GIVEN PASSAGE:

Second, possessing a piece of information that is not (or not yet) social may give one an edge in strategic relations with conspecifics. Disclosed to others, it enhances one's reputation as a reliable informant and valuable cooperator [16]. Kept to oneself, it makes it possible to reap rewards that elude others [17]. Both types of information (the social and the asocial) thus have their advantages and drawbacks. How much weight should we give to individual or social information, and how much effort should we spend acquiring one or the other?
Experimental evidence from several independent research traditions has shown a surprising discrepancy between efficiency rules for social information use, and human participants' actual behaviour. Contrary to what one might expect from a cultural species, participants appear to put too little weight on the information they can gather from other people's decisions or testimony. In each of the literatures we survey, the relevant findings are relatively uncontroversial: we do not claim to be discovering anything that is not already known. However, researchers in one field do not necessarily know about all the findings from other fields. As a result, the pervasiveness of egocentric discounting is not always fully realized. Furthermore, no single-field possesses an integrated account of why it occurs in its multiple manifestations. The present paper precisely aims at filling this lacuna, proceeding in three steps. Section 2 synthesizes the available experimental evidence for the overweighting of individual information relative to social information, surveying social psychology, cultural evolution and experimental economics. In section 3, we discuss the putative proximate factors that have been put forward to explain this effect: cognitive biases, task-specific demands, biases in participant sampling. In section 4, we discuss some ultimate factors that one can derive from theories or models about social learning's evolutionary history. In conclusion (section 5), our survey reveals that no single explanation taken in isolation captures all the aspects of the phenomenon.

(Natural-language object grounding data)
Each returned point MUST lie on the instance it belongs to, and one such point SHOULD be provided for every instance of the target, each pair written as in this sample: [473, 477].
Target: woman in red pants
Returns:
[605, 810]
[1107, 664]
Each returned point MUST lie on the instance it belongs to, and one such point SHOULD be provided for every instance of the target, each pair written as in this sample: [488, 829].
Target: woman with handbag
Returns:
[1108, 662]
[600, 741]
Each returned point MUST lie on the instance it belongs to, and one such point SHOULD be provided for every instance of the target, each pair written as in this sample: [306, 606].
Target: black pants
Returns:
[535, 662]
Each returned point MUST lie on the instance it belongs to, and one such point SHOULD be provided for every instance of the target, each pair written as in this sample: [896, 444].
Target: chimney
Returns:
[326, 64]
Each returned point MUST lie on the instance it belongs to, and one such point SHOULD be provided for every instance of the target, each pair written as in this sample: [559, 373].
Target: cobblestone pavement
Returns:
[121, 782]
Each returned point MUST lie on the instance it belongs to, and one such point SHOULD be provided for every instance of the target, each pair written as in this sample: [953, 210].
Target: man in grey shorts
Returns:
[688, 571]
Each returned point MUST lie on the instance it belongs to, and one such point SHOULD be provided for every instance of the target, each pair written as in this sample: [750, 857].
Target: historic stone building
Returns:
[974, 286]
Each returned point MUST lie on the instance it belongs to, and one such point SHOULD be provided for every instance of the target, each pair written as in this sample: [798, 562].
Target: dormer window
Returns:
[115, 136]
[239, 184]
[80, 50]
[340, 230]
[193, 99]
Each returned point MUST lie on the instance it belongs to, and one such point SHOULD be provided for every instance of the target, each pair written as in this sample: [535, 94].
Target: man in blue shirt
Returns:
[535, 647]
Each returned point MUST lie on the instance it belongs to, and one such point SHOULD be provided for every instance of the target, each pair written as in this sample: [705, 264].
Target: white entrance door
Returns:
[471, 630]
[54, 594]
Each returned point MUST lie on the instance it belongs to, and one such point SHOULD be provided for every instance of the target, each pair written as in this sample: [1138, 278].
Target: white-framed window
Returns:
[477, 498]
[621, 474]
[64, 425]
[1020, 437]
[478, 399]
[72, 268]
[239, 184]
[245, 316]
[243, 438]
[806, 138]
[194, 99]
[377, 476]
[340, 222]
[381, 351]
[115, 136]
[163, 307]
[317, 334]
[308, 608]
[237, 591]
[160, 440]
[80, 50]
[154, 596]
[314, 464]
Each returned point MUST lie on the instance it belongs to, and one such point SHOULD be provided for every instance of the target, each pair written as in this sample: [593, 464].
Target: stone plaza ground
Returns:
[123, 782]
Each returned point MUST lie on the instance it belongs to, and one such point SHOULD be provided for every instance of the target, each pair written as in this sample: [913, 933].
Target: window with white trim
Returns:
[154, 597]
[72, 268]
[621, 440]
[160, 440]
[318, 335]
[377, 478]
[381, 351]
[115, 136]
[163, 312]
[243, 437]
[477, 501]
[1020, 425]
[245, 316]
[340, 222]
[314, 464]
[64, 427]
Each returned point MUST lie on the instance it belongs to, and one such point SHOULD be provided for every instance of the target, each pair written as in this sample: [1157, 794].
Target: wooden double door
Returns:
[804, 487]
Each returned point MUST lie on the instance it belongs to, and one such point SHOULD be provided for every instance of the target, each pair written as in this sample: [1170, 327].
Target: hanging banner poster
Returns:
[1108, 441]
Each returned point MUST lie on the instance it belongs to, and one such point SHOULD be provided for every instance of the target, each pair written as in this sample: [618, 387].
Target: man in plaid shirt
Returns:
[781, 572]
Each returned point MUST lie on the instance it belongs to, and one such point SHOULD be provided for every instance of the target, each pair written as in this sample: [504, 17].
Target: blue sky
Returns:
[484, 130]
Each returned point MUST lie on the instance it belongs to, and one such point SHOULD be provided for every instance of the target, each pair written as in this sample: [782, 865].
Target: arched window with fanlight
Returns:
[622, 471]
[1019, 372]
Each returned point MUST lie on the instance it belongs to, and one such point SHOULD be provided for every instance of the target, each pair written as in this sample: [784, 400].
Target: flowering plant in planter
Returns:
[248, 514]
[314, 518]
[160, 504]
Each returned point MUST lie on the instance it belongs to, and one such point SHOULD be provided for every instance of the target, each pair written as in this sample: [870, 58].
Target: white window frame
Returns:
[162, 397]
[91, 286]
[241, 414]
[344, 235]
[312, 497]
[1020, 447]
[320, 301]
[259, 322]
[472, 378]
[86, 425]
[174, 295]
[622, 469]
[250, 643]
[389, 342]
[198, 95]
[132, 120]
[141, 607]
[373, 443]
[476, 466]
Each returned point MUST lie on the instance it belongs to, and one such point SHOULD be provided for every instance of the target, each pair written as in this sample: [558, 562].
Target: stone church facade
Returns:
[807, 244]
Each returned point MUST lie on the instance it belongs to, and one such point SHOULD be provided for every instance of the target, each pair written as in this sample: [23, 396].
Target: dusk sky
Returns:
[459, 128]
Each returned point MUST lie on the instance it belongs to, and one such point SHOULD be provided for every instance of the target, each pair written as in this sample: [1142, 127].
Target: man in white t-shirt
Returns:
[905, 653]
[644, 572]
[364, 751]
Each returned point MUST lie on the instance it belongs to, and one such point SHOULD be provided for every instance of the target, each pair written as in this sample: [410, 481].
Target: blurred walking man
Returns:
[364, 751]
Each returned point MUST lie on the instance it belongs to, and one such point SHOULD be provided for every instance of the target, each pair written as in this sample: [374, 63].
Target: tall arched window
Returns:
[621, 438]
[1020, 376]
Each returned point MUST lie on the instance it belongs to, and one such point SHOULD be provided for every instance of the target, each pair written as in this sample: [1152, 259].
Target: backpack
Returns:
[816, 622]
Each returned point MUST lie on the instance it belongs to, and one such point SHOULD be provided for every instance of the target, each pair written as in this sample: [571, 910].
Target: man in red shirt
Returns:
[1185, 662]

ACTION ITEM: In the passage on social information use, which three fields does section 2 survey?

RESPONSE FOR THIS EXERCISE: Social psychology, cultural evolution and experimental economics.